• [SELECTED PASSAGE]:
◆ ◆ ◆ ◆ ◆ ◆ ◆
Enabling finance and insurance institutions to create value
from longevity and mortality opportunities and risks
.


im1 Longevity and mortality have traditionally been the preserve of the insurance industry and pension/superannuation funds dealing in pensions, annuities and life insurance policies. However, the understanding of longevity and mortality as investment and risk factors and platforms for value creation has changed. New financial tools, investment classes, services and products have followed.

Longevity and mortality have low correlation with established financial markets, providing an exceptional portfolio diversification and risk mitigation tool for investment institutions and those directly affected by the risks and opportunities.


The longevity mortality market will enjoy high growth and wide use as longevity and mortality risks are quantified and financial products are created for their management Opportunities exist not only for investors, but to provide significantly better longevity-based products to consumers.
◆ ◆ ◆ ◆ ◆ ◆ ◆
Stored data
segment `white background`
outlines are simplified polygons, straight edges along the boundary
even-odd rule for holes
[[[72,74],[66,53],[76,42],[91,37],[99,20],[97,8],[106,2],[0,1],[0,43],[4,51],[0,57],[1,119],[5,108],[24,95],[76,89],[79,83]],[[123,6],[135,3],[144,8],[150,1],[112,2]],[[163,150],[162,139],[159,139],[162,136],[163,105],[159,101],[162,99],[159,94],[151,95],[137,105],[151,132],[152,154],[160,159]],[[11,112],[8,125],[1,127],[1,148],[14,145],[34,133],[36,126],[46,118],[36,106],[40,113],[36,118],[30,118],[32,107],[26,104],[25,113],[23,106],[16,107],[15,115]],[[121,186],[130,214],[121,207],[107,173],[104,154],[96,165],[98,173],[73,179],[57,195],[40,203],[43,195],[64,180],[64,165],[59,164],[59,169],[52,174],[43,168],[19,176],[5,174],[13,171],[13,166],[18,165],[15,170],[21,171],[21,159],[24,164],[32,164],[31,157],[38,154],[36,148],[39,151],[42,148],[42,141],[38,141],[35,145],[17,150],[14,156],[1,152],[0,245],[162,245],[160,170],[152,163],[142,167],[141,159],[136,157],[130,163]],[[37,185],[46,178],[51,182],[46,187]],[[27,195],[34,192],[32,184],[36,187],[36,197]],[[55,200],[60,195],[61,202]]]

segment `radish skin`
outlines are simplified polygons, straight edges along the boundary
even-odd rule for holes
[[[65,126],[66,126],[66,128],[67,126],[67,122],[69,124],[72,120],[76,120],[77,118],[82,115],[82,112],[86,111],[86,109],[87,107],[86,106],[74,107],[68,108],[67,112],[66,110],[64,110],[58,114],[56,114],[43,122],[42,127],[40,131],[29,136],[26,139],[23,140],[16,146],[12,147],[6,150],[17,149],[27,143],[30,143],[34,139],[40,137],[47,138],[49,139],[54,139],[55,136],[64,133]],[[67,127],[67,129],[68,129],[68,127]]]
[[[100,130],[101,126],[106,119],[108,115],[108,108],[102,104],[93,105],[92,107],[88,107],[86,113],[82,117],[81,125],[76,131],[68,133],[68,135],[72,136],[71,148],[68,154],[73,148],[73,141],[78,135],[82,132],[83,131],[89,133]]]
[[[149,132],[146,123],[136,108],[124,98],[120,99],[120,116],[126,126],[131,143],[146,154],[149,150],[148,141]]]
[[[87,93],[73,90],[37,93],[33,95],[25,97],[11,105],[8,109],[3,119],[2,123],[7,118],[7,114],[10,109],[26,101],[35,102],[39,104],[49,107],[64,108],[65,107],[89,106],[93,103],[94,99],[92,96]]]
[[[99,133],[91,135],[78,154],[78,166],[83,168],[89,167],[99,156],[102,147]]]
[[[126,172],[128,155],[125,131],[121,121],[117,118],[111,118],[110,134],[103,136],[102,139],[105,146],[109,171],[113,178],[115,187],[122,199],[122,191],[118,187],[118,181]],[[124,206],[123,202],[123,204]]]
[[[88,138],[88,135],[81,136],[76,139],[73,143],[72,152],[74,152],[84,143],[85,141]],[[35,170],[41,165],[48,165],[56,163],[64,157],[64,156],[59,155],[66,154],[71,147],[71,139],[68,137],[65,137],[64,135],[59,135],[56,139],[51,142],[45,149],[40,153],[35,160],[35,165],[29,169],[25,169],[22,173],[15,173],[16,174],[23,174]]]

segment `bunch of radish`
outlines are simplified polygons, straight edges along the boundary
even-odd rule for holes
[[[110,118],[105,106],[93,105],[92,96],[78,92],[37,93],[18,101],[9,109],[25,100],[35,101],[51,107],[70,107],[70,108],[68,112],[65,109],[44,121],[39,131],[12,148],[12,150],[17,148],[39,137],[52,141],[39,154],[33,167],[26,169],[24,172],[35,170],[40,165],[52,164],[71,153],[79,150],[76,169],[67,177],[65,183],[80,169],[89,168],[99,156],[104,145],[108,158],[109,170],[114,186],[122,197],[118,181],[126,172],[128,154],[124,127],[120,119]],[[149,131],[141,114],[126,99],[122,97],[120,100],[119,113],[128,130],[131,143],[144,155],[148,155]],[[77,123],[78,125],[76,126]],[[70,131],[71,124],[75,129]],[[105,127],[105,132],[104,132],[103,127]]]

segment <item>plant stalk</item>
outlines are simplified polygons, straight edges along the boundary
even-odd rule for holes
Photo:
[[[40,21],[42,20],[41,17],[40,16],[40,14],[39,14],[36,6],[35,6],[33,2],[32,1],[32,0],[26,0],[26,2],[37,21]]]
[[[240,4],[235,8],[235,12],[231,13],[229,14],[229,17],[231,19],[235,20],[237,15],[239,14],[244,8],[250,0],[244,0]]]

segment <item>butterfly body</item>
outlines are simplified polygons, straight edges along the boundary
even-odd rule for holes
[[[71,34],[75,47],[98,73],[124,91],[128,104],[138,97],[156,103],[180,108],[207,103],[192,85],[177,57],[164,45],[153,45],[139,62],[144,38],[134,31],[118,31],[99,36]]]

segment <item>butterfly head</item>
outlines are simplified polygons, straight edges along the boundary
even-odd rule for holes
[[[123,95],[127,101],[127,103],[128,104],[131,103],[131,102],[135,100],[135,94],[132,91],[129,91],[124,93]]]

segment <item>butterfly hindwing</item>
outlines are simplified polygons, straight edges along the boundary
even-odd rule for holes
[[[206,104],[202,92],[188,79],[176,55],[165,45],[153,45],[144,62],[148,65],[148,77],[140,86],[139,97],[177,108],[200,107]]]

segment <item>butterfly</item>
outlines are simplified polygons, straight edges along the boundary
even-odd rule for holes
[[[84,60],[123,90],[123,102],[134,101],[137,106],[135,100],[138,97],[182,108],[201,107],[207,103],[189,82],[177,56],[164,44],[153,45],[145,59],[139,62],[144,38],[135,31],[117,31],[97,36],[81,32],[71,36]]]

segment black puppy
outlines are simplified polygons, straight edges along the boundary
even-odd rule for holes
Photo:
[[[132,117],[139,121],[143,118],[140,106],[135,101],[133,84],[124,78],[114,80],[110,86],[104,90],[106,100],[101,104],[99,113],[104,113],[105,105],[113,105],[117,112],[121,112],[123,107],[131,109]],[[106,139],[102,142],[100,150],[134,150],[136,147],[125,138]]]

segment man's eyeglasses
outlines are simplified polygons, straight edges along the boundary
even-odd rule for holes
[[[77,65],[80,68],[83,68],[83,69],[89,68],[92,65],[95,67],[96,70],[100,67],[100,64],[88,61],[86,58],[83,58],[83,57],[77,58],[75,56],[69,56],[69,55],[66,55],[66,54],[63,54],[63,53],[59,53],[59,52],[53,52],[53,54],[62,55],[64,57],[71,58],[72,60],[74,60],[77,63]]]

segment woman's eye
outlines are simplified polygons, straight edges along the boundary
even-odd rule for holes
◆ ◆ ◆ ◆ ◆ ◆ ◆
• [WHAT YOU WILL DO]:
**A.** Please echo the longevity and mortality passage from "Enabling finance and" up to and including "risks and opportunities.".
**B.** Carry on the longevity and mortality passage from where it stops.

• [ANSWERS TO EACH TASK]:
**A.**
Enabling finance and insurance institutions to create value
from longevity and mortality opportunities and risks
.


im1 Longevity and mortality have traditionally been the preserve of the insurance industry and pension/superannuation funds dealing in pensions, annuities and life insurance policies. However, the understanding of longevity and mortality as investment and risk factors and platforms for value creation has changed. New financial tools, investment classes, services and products have followed.

Longevity and mortality have low correlation with established financial markets, providing an exceptional portfolio diversification and risk mitigation tool for investment institutions and those directly affected by the risks and opportunities.

**B.**
The longevity mortality market directly affects pension funds, insurers, pharmaceuticals, bio-techs, the manufacturers of life and life-style products and investment institutions who are able to participate from a value creation basis. The implications are significant; the US secondary market in life insurance policies alone was valued at US$12 billion for 2007.

"By 2012 the pillars of portfolio diversification will be equities, bonds, commodities, real estate and longevity."

Rosenfeld, S, (2009), "Life Settlements: Signposts to a New Principal Asset Class"
published by the Wharton Financial Institution Centre at
http://fic.wharton.upenn.edu/fic/papers/09/09.htm, #09-20.

Longevity adversely affects pension funds and annuity providers as recipients live longer than actuarially expected, while benefiting pharmaceutical and lifestyle providers whose expected life time value per customer prove to underestimate reality, and life insurance companies who receive more premiums than predicted by their models. Mortality risk is the inverse of longevity risk, providing inverse considerations.

Longevity and mortality create value in a wide range of scenarios globally, including;

bullet Arbitrage:The arbitrage between the expected value of a life insurance and that of an impaired life, benefitting consumers and investors.
   
bullet Reducing Financial Market Risk: The diversification of investment portfolio risk away from financial markets.
   
bullet Reducing Pension Risk: The diversification of longevity risk held by pension funds.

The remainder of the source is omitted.